Comme dans les autres pays, ce sont les mêmes tarifs que pour les consultations en présentiel. L'Assurance maladie a estimé que la téléconsultation était l'équivalent d'une consultation en face à face, à la condition que le médecin connaisse déjà le patient et ait recueilli préalablement son consentement comme pour tout acte médical depuis la loi Kouchner du 4 mars 2002. L'information sur le déroulement d'une pratique médicale, quelle qu'elle soit, est une obligation légale. Le consentement doit être précédé d'une information claire et appropriée.
Voici la liste des actes et les tarifs qui leur sont attribués à partir de septembre 2018.
TCG = 25 € pour le généraliste secteur 1 ou OPTAM (option de pratique tarifaire maîtrisée) ou secteur 2 pratiquant le tarif opposable. TC =
23 € pour tous les autres. TC = 39 € pour les psychiatres TC1,5 = 58,50 € pour un acte de téléconsultation de psychiatre dans les 48 heures suivant la demande
du médecin traitant. Les tarifs sont majorés de 20 % dans les DOM. Les tarifs libres sont possibles quand ils sont autorisés.
Toutes les majorations courantes qui
s'appliquent à la consultation en présentiel s’appliquent également à la téléconsultation avec leurs conditions habituelles : Majoration provisoire clinicien (MPC = 2,70 euros), Majoration de Coordination
Spécialiste (MCS = 5 euros)), Majoration de Coordination Généraliste (MCG = 5 euros), Majoration pour les Enfants de 0 à 6 ans (MEG = 5 euros), consultation de nuit (+ 35 euros) et du dimanche (+ 19,06 euros).
Les majorations complexes et actes complexes ne sont pas pour l'instant concernés, de même que l’Avis Ponctuel de Consultant (APC).
Les actes doivent se faire dans le parcours de soins, pour un patient déjà connu du médecin, sauf exceptions autorisées, comme par exemple l'absence de médecin traitant ou l'impossibilité de le joindre.

_SÉRIE D'EXERCICES_.
1. Transcrivez fidèlement le passage du texte sur la téléconsultation qui s'ouvre sur les mots contenant « Comme dans les » et se termine par « claire et appropriée. ».
2. Poursuivez le texte sur les tarifs de la téléconsultation en reprenant après sa dernière phrase.
Les enregistrements n'interviennent pas dans ce travail.

_ENREGISTREMENTS FOURNIS_.
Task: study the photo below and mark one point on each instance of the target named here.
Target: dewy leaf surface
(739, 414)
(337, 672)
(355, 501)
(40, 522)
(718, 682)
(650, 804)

---

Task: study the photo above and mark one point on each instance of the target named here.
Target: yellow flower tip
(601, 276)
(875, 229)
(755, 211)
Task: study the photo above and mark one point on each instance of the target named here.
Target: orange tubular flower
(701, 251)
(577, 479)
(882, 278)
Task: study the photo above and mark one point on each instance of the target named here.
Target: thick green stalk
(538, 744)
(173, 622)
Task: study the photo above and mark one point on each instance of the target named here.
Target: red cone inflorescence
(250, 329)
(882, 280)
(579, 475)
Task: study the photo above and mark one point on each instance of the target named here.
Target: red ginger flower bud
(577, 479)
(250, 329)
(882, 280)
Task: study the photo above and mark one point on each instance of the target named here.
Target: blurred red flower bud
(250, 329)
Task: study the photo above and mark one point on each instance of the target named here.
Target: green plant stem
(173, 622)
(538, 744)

_RÉPONSES PAR EXERCICE_.
1.
Comme dans les autres pays, ce sont les mêmes tarifs que pour les consultations en présentiel. L'Assurance maladie a estimé que la téléconsultation était l'équivalent d'une consultation en face à face, à la condition que le médecin connaisse déjà le patient et ait recueilli préalablement son consentement comme pour tout acte médical depuis la loi Kouchner du 4 mars 2002. L'information sur le déroulement d'une pratique médicale, quelle qu'elle soit, est une obligation légale. Le consentement doit être précédé d'une information claire et appropriée.

2.
La limite pour les plateformes de téléconsultation autorisées à titre expérimental par les ARS (essentiellement l'ARS de l'île de France) est
dans l’organisation territoriale des soins. Elles devront revoir leurs organisations actuelles au niveau national et limiter leur offre à des territoires de santé qui leur feraient appel pour améliorer
l'accès à un médecin lorsque le médecin traitant est indisponible ou lorsque la personne n'a pas de médecin traitant. Ces plateformes territoriales devront collaborer avec les médecins traitants pour assurer
la continuité du parcours de soins.
S’il y a une organisation territoriale destinée à compenser l’absence de médecin traitant ou son indisponibilité, elle sera reconnue et respectée
par l'Assurance maladie. L’enjeu pour éviter l’uberisation actuelle est bien dans cette organisation territoriale. Les plateformes territoriales de téléconsultations immédiates
représentent un défi pour les médecins traitants.
En bonne pratique médicale, on alterne téléconsultation et consultation en présentiel, notamment dans le suivi de patients atteints de maladies chroniques. Il existe des exceptions à cette règle de bonne pratique, comme des patients lourdement handicapés qui ne peuvent se déplacer au cabinet médical ou des personnes dont l'activité professionnelle est mobile et qui ne peuvent prendre de rendez-vous en présentiel auprès de leur médecin traitant.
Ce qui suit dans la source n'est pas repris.